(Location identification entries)
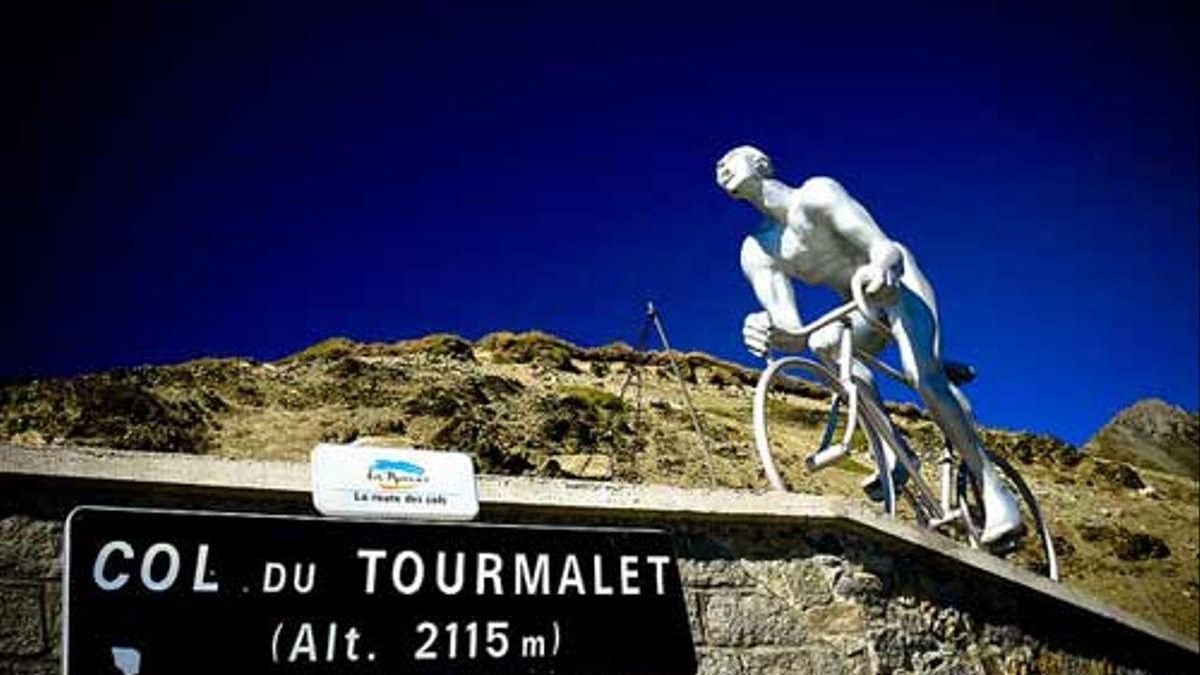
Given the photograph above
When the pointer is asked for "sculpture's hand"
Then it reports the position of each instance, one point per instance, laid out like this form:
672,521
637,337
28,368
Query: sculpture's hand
760,335
876,278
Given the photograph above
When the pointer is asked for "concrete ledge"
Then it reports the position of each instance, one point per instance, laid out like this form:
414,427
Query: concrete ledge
652,505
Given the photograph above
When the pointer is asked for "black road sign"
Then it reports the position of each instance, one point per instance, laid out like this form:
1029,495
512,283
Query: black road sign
151,592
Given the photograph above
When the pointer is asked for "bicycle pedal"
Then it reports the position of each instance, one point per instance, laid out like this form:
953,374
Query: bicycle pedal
1009,543
825,457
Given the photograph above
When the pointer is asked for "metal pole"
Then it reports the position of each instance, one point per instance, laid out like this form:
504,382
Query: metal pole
653,314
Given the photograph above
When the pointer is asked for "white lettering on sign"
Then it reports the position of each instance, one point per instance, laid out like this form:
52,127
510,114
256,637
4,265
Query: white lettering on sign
97,571
523,574
156,581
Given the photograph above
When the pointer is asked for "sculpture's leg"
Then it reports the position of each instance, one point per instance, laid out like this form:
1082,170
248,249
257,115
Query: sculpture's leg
868,340
915,326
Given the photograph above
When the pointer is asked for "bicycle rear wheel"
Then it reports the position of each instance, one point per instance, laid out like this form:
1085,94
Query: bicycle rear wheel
874,423
1036,550
768,381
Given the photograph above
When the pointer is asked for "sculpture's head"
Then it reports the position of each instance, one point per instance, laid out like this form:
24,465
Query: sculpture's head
742,169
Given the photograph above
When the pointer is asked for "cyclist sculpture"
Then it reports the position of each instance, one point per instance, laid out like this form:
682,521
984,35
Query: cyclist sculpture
820,234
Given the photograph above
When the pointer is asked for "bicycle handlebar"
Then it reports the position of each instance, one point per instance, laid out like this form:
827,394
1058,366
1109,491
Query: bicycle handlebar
857,303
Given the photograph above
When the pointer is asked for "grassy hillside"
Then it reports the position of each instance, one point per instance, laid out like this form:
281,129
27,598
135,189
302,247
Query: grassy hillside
532,404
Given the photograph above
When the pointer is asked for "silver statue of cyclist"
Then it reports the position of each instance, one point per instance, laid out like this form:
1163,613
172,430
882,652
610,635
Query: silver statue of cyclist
820,234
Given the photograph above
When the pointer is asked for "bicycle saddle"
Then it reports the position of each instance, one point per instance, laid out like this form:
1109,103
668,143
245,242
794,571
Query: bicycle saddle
959,372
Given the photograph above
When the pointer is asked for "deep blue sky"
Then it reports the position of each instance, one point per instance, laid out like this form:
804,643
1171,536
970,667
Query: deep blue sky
247,178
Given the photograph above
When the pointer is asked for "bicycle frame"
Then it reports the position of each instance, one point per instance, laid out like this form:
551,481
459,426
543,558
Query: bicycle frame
934,511
937,512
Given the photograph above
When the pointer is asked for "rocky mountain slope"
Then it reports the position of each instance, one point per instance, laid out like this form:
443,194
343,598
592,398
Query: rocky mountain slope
532,404
1153,434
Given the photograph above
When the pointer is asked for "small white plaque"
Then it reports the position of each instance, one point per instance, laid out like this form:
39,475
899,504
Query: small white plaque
361,481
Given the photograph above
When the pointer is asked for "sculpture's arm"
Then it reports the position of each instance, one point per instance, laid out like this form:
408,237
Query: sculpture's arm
780,323
827,202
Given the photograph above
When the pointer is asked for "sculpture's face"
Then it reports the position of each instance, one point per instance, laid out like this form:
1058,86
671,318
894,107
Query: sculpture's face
741,169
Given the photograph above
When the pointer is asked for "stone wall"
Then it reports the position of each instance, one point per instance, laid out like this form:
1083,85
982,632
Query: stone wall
767,593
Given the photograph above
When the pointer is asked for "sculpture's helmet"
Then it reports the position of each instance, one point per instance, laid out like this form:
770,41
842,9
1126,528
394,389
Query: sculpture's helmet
739,166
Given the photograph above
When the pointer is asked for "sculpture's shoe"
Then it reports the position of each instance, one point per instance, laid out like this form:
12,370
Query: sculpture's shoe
874,487
1002,515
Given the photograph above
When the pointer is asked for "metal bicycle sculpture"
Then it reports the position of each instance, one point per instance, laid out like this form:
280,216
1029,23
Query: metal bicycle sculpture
955,507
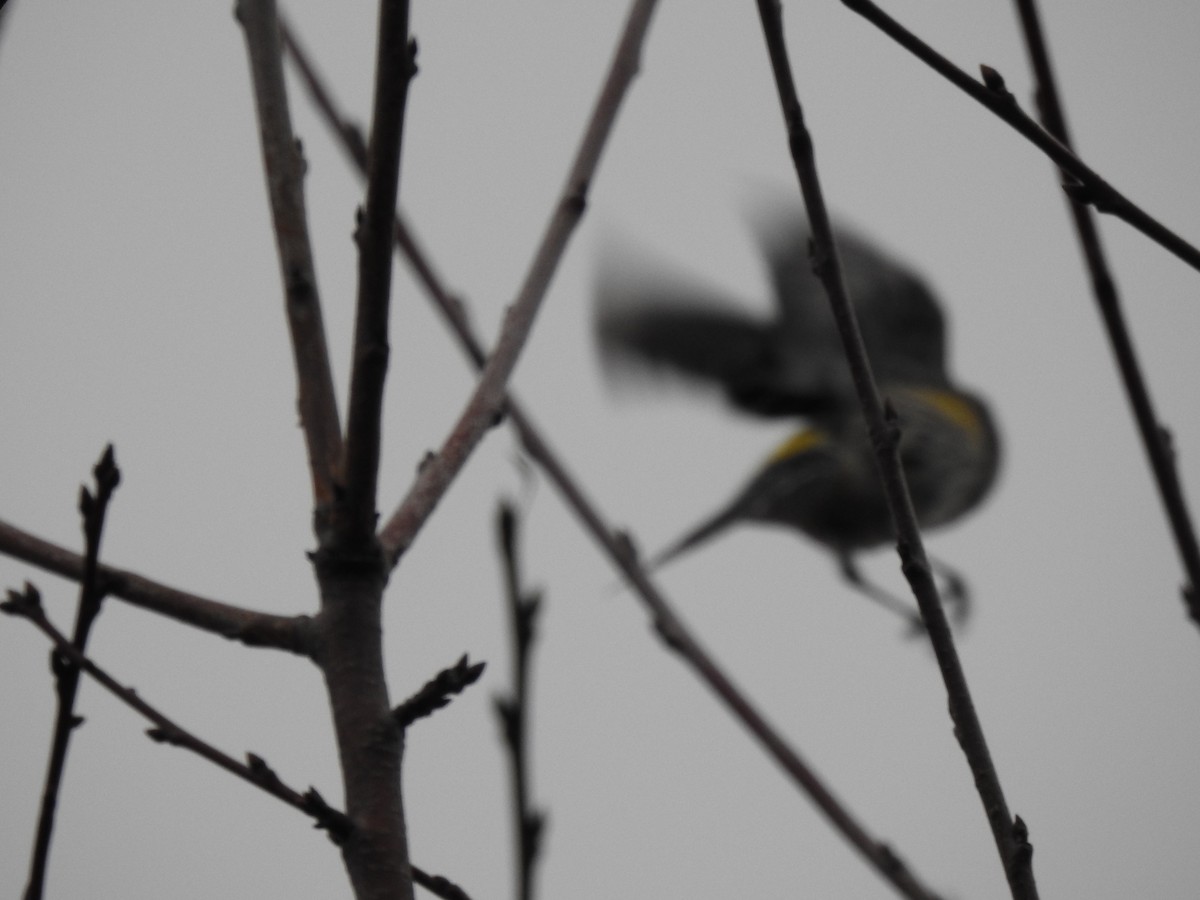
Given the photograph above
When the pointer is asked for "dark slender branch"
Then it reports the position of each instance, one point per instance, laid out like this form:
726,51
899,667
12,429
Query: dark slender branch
1085,186
528,821
256,629
1015,856
489,399
438,691
439,886
255,771
621,555
93,507
1155,437
28,605
395,67
285,168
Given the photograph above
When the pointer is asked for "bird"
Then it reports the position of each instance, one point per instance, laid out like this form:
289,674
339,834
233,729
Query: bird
822,480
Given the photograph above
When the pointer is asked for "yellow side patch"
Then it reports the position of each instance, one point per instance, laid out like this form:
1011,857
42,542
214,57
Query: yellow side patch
801,442
954,408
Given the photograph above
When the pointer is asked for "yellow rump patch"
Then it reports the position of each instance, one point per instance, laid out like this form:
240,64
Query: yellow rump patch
799,443
954,408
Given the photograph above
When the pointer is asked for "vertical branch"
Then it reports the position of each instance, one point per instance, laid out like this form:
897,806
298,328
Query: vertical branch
395,67
1008,833
285,168
618,550
93,507
523,607
1155,437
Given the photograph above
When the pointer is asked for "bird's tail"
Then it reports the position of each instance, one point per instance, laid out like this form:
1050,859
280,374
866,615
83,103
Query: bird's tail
702,533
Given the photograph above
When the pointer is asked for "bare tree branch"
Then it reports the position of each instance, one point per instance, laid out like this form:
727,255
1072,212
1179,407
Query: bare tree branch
619,551
395,67
28,605
256,629
1155,437
285,168
1014,851
1087,187
489,397
93,507
528,821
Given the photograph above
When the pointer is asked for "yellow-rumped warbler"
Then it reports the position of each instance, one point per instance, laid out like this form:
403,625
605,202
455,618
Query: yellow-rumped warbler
823,479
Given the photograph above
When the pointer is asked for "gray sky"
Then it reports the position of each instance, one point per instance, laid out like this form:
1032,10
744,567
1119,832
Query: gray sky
141,305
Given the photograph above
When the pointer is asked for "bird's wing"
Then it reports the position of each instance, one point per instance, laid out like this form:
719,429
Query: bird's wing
657,325
901,322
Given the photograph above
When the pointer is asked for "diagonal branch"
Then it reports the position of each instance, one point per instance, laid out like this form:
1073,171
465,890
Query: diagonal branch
489,399
1155,438
255,629
28,605
285,168
1008,833
619,552
1086,185
395,67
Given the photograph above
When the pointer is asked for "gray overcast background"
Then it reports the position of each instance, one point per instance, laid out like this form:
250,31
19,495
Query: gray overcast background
141,304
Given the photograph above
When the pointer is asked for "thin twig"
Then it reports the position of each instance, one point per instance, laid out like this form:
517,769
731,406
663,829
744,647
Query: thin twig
1015,855
487,400
255,629
618,550
93,507
1155,437
438,691
528,822
28,605
285,168
1086,185
395,67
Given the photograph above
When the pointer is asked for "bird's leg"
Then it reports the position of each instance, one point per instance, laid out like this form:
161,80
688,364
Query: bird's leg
871,591
957,591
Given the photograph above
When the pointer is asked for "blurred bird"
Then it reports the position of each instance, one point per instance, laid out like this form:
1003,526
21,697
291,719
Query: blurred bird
823,479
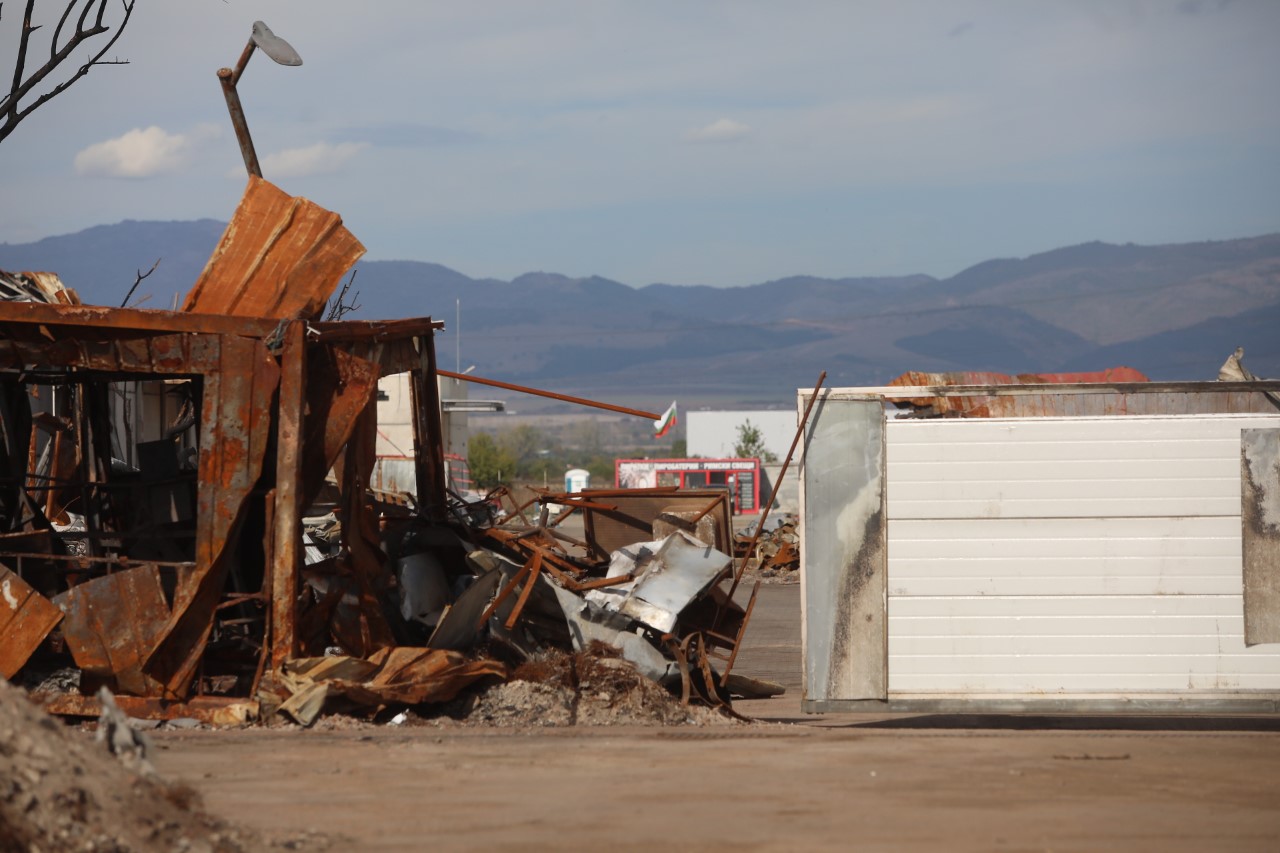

- [Written instruction] Count the lines of the material above that contain the string "twig", treating uppercase and lowercase as different, and give only the number.

- [Solution to the problem] 2